◆ Exercise brief
Locate the line that contains "Question. Identify every instance of the black track". Retype it and every line after it to the end of the records, exactly, but not the pictures.

· · · ·

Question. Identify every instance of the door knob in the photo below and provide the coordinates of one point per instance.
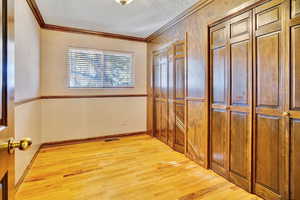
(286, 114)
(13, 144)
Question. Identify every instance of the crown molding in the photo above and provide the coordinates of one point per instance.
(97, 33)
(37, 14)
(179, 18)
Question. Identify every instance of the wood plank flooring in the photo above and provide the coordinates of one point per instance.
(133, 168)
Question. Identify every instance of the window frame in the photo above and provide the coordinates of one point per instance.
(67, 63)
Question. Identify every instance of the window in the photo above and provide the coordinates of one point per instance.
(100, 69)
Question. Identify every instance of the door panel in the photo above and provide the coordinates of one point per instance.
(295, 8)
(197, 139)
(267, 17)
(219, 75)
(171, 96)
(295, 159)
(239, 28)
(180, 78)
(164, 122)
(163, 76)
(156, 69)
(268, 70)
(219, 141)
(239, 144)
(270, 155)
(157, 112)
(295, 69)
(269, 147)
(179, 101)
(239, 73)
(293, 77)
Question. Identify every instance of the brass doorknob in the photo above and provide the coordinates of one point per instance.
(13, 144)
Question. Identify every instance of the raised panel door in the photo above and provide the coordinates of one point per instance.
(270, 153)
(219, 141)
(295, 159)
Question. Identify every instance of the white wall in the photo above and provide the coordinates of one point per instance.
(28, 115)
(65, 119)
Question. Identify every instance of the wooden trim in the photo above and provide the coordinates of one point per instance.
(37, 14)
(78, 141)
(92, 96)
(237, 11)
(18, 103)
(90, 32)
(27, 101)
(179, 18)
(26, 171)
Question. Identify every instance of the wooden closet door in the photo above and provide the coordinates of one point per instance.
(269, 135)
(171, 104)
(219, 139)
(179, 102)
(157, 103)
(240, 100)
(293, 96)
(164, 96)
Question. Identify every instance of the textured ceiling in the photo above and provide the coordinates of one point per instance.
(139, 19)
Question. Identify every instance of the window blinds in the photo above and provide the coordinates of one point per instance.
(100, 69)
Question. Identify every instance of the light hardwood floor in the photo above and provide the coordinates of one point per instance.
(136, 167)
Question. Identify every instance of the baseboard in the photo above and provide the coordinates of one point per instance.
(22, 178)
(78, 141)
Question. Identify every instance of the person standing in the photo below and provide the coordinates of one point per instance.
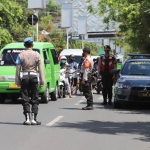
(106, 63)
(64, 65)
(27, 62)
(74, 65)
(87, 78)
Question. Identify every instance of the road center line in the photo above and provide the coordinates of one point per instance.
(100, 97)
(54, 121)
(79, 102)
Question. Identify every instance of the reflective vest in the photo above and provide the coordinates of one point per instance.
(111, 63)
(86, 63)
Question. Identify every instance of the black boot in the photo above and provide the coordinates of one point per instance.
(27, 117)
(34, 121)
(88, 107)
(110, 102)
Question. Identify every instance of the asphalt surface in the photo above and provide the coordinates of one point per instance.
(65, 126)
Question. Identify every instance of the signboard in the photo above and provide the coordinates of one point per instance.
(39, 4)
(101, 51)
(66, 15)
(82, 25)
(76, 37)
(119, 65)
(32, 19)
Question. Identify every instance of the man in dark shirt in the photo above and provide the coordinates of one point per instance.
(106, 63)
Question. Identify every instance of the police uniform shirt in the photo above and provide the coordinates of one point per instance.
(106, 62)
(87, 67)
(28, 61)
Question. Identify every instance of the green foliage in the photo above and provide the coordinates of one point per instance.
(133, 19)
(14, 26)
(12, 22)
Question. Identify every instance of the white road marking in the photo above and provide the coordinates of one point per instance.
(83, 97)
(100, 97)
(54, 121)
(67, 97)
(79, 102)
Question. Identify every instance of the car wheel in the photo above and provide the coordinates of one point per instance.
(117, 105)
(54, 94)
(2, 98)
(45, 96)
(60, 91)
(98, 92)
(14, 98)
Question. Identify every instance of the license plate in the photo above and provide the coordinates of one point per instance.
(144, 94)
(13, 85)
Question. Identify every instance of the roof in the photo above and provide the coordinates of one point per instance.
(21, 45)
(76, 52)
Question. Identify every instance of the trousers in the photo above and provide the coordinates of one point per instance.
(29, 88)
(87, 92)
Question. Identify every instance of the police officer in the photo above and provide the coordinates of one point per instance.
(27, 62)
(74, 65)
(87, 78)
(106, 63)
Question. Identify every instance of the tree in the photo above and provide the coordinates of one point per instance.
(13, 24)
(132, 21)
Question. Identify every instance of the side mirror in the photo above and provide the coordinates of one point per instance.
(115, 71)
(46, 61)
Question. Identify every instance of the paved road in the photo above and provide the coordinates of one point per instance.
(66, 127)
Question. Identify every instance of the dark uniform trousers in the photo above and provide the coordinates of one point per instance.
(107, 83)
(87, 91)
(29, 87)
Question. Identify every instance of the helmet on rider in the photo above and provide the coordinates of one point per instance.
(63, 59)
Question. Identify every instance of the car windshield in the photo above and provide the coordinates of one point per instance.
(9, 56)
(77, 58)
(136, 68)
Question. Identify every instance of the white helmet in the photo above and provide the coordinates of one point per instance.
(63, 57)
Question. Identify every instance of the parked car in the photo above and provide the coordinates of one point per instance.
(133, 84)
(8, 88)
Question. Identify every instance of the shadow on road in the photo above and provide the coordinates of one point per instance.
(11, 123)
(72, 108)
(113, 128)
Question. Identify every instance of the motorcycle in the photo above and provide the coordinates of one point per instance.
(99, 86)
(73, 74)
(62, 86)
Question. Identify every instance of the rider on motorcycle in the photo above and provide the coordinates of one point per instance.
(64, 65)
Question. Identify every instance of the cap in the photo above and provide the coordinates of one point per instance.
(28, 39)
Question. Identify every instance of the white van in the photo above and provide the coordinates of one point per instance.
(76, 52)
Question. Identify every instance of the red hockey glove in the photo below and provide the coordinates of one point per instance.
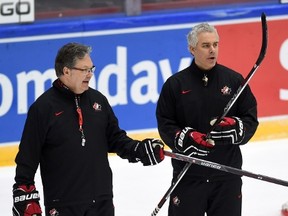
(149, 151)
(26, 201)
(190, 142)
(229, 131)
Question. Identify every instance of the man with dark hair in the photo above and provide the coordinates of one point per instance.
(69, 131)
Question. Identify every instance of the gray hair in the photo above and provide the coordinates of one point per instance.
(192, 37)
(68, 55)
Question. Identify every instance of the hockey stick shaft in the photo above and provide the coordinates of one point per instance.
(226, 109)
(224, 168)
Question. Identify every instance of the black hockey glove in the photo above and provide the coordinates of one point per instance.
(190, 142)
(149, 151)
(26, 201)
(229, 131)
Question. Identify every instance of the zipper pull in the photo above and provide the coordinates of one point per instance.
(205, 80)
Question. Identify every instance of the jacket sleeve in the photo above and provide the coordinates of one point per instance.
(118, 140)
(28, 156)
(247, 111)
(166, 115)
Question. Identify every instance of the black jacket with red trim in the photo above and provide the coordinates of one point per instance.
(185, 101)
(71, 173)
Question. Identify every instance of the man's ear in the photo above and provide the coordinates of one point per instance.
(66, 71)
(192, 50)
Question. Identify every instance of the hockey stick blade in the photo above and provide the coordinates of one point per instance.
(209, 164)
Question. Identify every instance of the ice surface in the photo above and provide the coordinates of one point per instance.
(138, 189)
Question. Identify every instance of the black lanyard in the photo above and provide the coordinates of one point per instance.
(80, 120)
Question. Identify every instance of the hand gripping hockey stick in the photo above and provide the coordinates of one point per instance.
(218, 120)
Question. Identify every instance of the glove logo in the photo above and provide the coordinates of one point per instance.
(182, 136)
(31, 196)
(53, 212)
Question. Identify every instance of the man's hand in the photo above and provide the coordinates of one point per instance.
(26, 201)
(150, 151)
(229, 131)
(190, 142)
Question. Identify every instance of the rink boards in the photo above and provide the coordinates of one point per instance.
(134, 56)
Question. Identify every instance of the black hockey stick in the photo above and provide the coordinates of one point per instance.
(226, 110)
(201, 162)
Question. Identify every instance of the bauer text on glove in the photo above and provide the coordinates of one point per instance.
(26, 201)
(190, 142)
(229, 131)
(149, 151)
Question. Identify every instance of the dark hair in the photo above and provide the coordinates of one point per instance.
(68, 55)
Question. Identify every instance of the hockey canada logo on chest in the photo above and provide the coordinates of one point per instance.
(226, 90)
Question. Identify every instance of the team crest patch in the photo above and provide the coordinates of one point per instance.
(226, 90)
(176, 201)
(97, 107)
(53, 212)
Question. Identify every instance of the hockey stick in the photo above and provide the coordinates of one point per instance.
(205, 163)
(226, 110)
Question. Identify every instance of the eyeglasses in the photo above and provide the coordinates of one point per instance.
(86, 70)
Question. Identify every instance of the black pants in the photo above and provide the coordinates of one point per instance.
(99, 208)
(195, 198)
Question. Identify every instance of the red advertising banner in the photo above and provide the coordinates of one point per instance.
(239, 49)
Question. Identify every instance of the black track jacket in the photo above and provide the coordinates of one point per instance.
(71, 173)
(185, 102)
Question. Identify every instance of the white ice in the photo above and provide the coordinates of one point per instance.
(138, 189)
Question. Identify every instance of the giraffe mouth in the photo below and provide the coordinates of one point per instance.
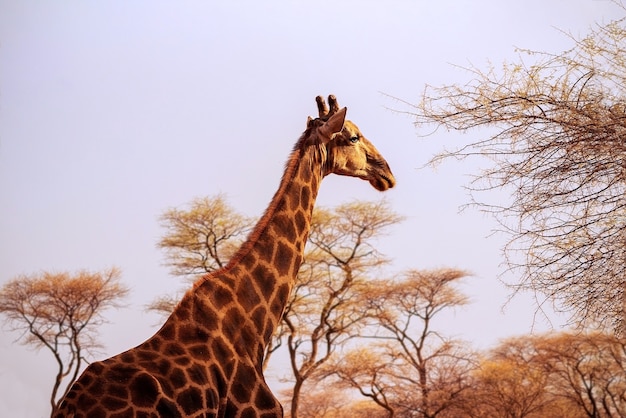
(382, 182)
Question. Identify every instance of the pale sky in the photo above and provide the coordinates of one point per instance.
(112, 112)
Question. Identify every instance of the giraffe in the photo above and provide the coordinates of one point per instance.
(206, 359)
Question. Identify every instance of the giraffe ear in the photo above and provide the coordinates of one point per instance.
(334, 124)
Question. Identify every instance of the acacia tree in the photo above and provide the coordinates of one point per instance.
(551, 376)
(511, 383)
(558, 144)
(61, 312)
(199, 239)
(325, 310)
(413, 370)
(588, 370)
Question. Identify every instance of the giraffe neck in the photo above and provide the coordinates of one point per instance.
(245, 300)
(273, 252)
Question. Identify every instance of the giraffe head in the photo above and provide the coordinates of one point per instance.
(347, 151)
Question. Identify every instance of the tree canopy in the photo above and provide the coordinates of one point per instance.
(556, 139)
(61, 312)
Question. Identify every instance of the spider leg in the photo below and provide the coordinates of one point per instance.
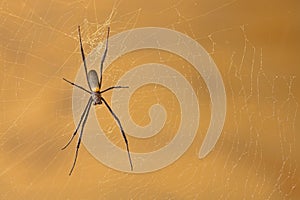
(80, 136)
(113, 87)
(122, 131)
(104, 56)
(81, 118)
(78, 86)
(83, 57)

· · · ·

◆ Solution to the exercise
Question. Identify every instance of the black track jacket in the photo above and provide the coordinates of one point per instance.
(71, 173)
(185, 102)
Question. Identify every instance of the white ice in the photo above and provide the coordinates of one point per instance.
(138, 189)
Question. Identify every instance of the giraffe mouth in the photo below and provide the coordinates of one point per instance.
(382, 182)
Question. Identify every instance of the pale sky in the photo above and provide the coordinates of one point per instance.
(112, 112)
Question. Identify every instance of the giraffe in the photo above and provide the coordinates of one point per instance.
(206, 359)
Question. Identify every instance of the giraffe ear in the photo above and provide the coordinates of one point per instance.
(334, 124)
Question. Identify every instance of the acacia tree in the photo above and provide the coordinates of one point per instance.
(551, 376)
(511, 383)
(558, 144)
(61, 312)
(199, 239)
(325, 310)
(413, 370)
(588, 370)
Question. Identify every instance of the giraffe neck in the photo above and provide the coordinates of one point per instance.
(245, 300)
(273, 252)
Question. Identify every instance of the giraffe head in the photo above and provide the coordinates of one point per instance.
(347, 151)
Question. Identify every instance of the tree canopy in the photo above and provide the coordinates of one point per instance.
(556, 139)
(61, 312)
Question. Identify every instance of the spider leg in the photo below and provide the coordinates of one point per instance.
(80, 136)
(113, 87)
(122, 131)
(104, 56)
(81, 118)
(78, 86)
(83, 57)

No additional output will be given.